Search the records for the string "black" and return each line that has it.

EXCERPTED DATA:
══════════════════════════════
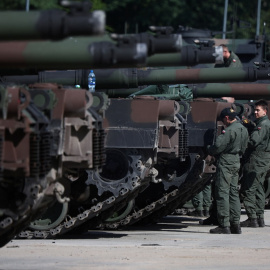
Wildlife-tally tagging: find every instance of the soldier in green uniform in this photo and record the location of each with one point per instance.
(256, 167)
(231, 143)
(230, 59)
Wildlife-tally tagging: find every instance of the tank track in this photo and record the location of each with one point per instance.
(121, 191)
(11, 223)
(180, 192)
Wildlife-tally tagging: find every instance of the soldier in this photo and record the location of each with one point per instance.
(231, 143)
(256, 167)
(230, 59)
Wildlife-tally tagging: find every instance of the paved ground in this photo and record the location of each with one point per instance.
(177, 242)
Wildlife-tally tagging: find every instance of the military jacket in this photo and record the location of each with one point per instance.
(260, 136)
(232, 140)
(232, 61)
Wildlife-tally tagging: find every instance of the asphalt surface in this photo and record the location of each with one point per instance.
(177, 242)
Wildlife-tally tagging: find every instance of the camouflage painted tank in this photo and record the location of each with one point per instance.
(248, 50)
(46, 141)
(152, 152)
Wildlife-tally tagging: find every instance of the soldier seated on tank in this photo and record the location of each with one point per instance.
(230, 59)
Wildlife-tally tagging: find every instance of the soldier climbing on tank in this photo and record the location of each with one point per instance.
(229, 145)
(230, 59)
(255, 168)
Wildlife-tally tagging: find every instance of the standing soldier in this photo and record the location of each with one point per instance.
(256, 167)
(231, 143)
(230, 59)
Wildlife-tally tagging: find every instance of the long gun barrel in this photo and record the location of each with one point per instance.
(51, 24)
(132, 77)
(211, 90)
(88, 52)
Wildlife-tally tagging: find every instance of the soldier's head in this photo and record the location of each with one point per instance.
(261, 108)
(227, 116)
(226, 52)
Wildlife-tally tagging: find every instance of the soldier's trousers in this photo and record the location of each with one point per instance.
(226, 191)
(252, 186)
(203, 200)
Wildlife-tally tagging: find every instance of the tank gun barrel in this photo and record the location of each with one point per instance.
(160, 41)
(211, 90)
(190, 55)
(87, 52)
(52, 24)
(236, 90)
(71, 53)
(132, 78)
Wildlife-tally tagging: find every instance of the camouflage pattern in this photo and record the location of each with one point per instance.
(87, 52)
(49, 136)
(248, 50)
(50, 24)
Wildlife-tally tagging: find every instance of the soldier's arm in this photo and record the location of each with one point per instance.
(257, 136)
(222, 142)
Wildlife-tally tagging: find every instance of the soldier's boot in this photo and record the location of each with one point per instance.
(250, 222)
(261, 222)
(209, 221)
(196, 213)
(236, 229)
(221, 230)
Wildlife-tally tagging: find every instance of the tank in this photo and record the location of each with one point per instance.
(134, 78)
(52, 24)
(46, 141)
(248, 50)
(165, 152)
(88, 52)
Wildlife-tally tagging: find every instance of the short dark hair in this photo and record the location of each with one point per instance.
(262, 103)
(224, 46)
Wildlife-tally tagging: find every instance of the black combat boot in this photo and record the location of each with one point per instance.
══════════════════════════════
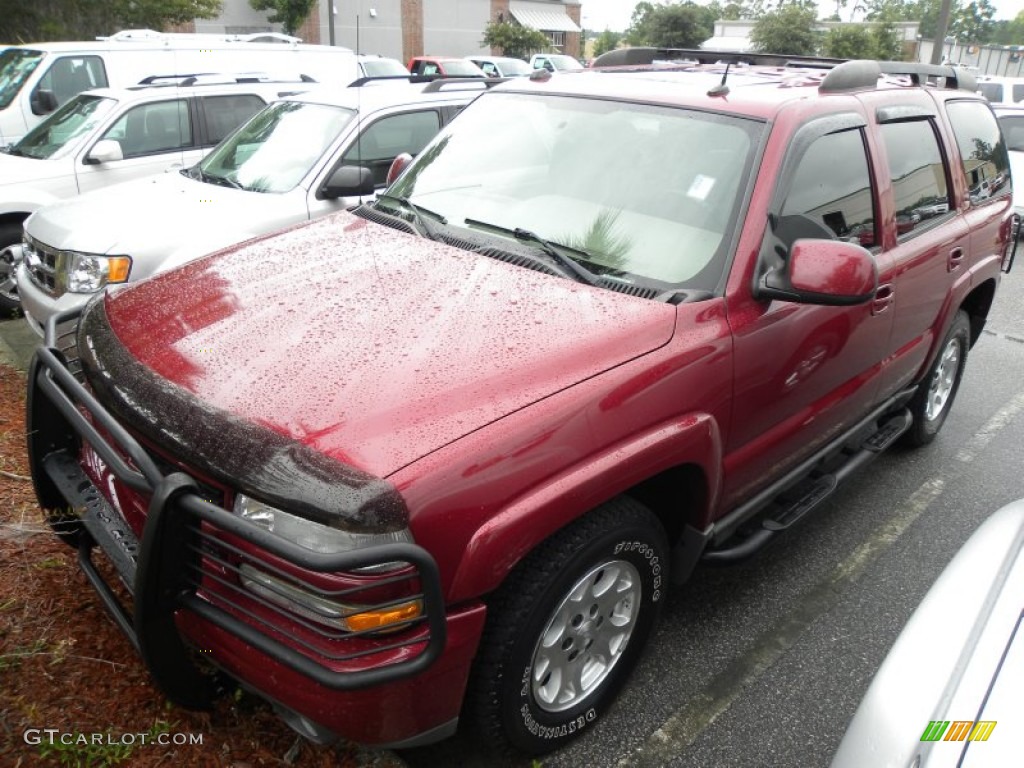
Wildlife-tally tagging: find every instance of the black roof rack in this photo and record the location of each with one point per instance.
══════════════════════════════
RESPONSE TO THIS TASK:
Wildlife-tally tagging: find every instance of the black combat boot in this photo and record the location of each with one point per instance.
Wildlife-tally tagging: find every instance of the black roof rack in this photo and record the location of each with one point per instance.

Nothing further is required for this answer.